[Entries for bounding box labeling]
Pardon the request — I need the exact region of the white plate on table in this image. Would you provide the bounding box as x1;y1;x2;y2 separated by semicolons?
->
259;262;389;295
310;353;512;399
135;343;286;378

— GOAL —
Copy the entries above line for line, with no changes.

— TASK SOLUTION —
Pardon the request — I need the exact region of the white plate on table in this image. Would you provide the bounding box as x1;y1;x2;y2 separated by semicolons?
->
259;262;389;295
310;353;512;399
135;343;286;378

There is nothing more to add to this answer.